#### Instructions to follow:
Pick out every line in the records that contains the word "sample" and copy each one.

#### Data supplied:
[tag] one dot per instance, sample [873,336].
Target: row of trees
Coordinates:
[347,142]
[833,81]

==

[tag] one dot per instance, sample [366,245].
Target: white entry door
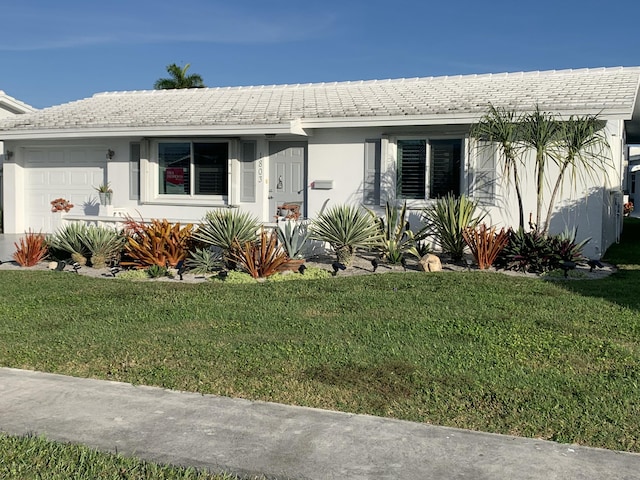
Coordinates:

#### Worked answer:
[tag] one dot per instance, sample [873,336].
[tag] one dot per instance, sample [366,245].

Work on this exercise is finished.